*Try it*.
Transcribe the records in full, keeping every word exactly as given.

Natural-language object grounding data:
● ● ● ●

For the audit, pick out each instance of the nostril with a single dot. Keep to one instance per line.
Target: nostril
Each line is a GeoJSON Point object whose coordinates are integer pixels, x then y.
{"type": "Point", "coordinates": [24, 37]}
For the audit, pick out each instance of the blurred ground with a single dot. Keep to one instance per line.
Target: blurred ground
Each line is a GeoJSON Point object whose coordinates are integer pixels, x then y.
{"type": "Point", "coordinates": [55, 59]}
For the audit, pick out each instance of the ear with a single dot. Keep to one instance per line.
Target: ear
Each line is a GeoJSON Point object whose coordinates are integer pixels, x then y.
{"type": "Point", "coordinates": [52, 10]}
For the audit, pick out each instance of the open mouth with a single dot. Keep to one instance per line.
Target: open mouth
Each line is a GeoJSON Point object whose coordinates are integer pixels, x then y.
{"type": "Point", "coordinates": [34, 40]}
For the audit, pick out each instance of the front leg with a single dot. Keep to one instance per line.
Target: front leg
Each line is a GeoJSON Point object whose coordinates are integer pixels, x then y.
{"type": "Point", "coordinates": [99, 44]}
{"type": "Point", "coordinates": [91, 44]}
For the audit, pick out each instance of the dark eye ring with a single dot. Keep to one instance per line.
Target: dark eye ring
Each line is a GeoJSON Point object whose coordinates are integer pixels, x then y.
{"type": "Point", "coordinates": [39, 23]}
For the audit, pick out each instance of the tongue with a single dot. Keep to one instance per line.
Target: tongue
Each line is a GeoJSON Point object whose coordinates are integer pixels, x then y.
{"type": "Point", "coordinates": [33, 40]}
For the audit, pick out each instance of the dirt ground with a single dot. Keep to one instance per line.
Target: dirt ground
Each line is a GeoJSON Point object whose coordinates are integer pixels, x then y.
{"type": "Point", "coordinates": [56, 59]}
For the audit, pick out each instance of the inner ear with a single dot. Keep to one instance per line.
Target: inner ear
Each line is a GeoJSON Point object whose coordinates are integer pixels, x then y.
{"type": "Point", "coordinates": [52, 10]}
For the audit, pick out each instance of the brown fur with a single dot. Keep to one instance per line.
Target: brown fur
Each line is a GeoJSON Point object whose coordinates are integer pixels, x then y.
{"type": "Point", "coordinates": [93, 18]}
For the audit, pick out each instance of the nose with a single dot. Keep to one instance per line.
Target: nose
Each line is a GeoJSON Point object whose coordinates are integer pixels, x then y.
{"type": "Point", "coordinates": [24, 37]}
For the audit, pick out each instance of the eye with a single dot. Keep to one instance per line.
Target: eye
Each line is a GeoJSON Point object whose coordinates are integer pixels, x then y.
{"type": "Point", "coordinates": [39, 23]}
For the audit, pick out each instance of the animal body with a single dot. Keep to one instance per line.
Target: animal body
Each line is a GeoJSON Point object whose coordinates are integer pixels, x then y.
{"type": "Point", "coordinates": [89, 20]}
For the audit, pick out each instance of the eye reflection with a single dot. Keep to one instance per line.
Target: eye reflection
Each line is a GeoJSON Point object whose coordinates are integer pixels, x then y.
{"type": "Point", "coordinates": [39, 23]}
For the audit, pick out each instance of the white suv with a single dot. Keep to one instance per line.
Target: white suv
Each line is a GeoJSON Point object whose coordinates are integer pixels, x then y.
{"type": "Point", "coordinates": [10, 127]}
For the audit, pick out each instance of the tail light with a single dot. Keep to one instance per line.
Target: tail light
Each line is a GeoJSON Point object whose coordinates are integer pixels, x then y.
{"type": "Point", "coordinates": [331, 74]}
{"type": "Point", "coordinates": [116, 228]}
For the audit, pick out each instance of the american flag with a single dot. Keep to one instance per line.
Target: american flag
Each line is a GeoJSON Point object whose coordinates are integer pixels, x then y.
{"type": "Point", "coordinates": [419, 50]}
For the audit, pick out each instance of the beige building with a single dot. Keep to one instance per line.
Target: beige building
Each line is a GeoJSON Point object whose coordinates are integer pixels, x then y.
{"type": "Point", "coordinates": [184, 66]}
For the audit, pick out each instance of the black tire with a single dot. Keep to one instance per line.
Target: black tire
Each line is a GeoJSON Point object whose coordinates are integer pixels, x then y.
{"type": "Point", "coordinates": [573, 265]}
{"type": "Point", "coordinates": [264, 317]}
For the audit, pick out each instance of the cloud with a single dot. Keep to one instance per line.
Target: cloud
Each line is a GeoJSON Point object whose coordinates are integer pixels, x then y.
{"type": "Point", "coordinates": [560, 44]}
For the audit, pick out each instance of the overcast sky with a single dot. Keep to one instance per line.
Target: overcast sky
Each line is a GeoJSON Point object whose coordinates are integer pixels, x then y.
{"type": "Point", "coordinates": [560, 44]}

● ● ● ●

*Reply to the exercise*.
For the audit, pick out each instance of the nostril with a single dot. Keep to one instance per line.
Target: nostril
Each line is a GeoJSON Point object whose coordinates are integer pixels, x then y.
{"type": "Point", "coordinates": [24, 37]}
For the audit, pick out each instance of the blurred ground with a single dot. Keep to one instance per line.
Target: blurred ground
Each line is a GeoJSON Point object whose coordinates are integer pixels, x then y.
{"type": "Point", "coordinates": [55, 59]}
For the audit, pick out each instance of the ear with a single dot. Keep to one instance per line.
Target: ear
Each line is a GeoJSON Point object whose coordinates are integer pixels, x then y.
{"type": "Point", "coordinates": [52, 10]}
For the audit, pick out each instance of the open mouth with a single dot. Keep to one instance per line.
Target: open mouth
Each line is a GeoJSON Point object whose coordinates are integer pixels, x then y.
{"type": "Point", "coordinates": [34, 40]}
For the audit, pick out each instance of the front leg with a single dot. Keep to one instance per line.
Target: front leg
Each line is a GeoJSON Point object whose coordinates are integer pixels, x then y.
{"type": "Point", "coordinates": [99, 44]}
{"type": "Point", "coordinates": [91, 44]}
For the audit, pick out each instance of the dark eye ring with a single dot. Keep to one instance per line.
Target: dark eye ring
Each line is a GeoJSON Point object whose coordinates are integer pixels, x then y.
{"type": "Point", "coordinates": [39, 23]}
For the audit, pick out each instance of the tongue with a single dot. Keep to one instance per line.
Target: tongue
Each line is a GeoJSON Point object whose coordinates are integer pixels, x then y.
{"type": "Point", "coordinates": [33, 40]}
For the audit, pick out each instance of the dirt ground with a single dot. Keep to one instance per line.
Target: dirt ground
Each line is a GeoJSON Point object whose coordinates are integer pixels, x then y.
{"type": "Point", "coordinates": [56, 59]}
For the audit, pick out each instance of the inner ear with a single dot. Keep to one instance per line.
Target: inner ear
Each line is a GeoJSON Point object whose coordinates are integer pixels, x then y.
{"type": "Point", "coordinates": [52, 10]}
For the audit, pick out each instance of the brown fur with a single dot. Keep to one instance per line.
Target: brown fur
Each line is a GeoJSON Point object whose coordinates are integer pixels, x then y.
{"type": "Point", "coordinates": [93, 18]}
For the audit, pick out each instance of the nose with a single dot. Keep to one instance per line.
Target: nose
Each line is a GeoJSON Point object whose coordinates are integer pixels, x then y.
{"type": "Point", "coordinates": [24, 37]}
For the audit, pick out each instance of the eye with a single dot. Keep to one instance per line.
Target: eye
Each line is a GeoJSON Point object whose coordinates are integer pixels, x then y.
{"type": "Point", "coordinates": [39, 23]}
For the audit, pick out each instance of the animal body with a single dot. Keep to one instance per line.
Target: animal body
Each line is a GeoJSON Point object whose coordinates are integer pixels, x then y.
{"type": "Point", "coordinates": [89, 20]}
For the audit, pick out each instance of the eye reflection with a single dot. Keep to one instance per line.
Target: eye reflection
Each line is a GeoJSON Point object whose coordinates are integer pixels, x then y.
{"type": "Point", "coordinates": [39, 23]}
For the audit, pick out each instance of the white suv with a single dot. Keep to one instance per line.
Target: white suv
Each line is a GeoJSON Point object whose coordinates are integer pixels, x then y.
{"type": "Point", "coordinates": [10, 127]}
For the audit, pick out each instance of the tail light with a single dot. Keep to one instance per line.
Target: tail light
Each line is a GeoJSON Point object whose coordinates are integer pixels, x then y.
{"type": "Point", "coordinates": [331, 74]}
{"type": "Point", "coordinates": [116, 228]}
For the audit, pick out each instance of the american flag with a single dot. Keep to one instance per line.
Target: american flag
Each line is a GeoJSON Point object whose coordinates are integer pixels, x then y.
{"type": "Point", "coordinates": [419, 50]}
For the audit, pick out each instance of the beige building with a single dot. Keep to one instance per line.
Target: beige building
Each line is a GeoJSON Point object whose coordinates are integer pixels, x then y.
{"type": "Point", "coordinates": [184, 66]}
For the audit, pick out each instance of the black tire with a single dot. Keep to one instance per line.
Target: black tire
Each line is a GeoJSON Point object whose coordinates are integer pixels, x then y.
{"type": "Point", "coordinates": [573, 265]}
{"type": "Point", "coordinates": [264, 317]}
For the audit, pick out each instance of the cloud with a single dot. Keep to one instance per line.
Target: cloud
Each line is a GeoJSON Point object whose coordinates are integer pixels, x then y.
{"type": "Point", "coordinates": [560, 44]}
For the audit, pick out each instance of the overcast sky with a single dot. Keep to one instance per line.
Target: overcast sky
Each line is a GeoJSON Point object whose coordinates are integer pixels, x then y.
{"type": "Point", "coordinates": [560, 44]}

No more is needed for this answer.